Directions >> Produce a verbatim copy of the entries listed below.

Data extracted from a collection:
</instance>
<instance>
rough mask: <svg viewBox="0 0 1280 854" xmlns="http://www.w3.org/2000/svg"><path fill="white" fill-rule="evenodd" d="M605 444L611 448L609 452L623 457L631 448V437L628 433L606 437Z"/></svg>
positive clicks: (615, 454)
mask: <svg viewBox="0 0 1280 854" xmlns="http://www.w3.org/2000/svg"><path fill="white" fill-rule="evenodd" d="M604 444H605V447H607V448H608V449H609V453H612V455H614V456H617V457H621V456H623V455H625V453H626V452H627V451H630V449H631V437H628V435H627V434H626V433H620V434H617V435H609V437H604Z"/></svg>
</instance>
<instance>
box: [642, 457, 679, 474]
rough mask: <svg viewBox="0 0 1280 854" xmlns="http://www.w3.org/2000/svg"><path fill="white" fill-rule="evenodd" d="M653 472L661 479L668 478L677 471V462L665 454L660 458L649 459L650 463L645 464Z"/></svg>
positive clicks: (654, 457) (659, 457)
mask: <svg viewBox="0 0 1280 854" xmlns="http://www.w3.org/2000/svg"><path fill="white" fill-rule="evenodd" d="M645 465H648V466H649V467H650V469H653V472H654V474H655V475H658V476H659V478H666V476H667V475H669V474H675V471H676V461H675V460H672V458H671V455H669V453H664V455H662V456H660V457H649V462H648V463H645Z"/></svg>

Answer >>
</instance>
<instance>
rough mask: <svg viewBox="0 0 1280 854" xmlns="http://www.w3.org/2000/svg"><path fill="white" fill-rule="evenodd" d="M605 444L611 448L609 452L623 457L631 448V437L628 433L606 437Z"/></svg>
positive clicks: (615, 454)
mask: <svg viewBox="0 0 1280 854" xmlns="http://www.w3.org/2000/svg"><path fill="white" fill-rule="evenodd" d="M604 444H605V447H607V448H608V449H609V453H612V455H614V456H617V457H621V456H623V455H625V453H626V452H627V451H630V449H631V437H628V435H627V434H626V433H620V434H617V435H609V437H604Z"/></svg>
</instance>
<instance>
box: [642, 457, 679, 474]
rough mask: <svg viewBox="0 0 1280 854" xmlns="http://www.w3.org/2000/svg"><path fill="white" fill-rule="evenodd" d="M653 472L661 479L668 478L677 471V462L665 454L660 458L649 459L650 463L645 464Z"/></svg>
positive clicks: (654, 457) (659, 457)
mask: <svg viewBox="0 0 1280 854" xmlns="http://www.w3.org/2000/svg"><path fill="white" fill-rule="evenodd" d="M645 465H648V466H649V467H650V469H653V472H654V474H655V475H658V476H659V478H666V476H667V475H669V474H675V471H676V461H675V460H672V458H671V455H669V453H664V455H662V456H660V457H649V462H648V463H645Z"/></svg>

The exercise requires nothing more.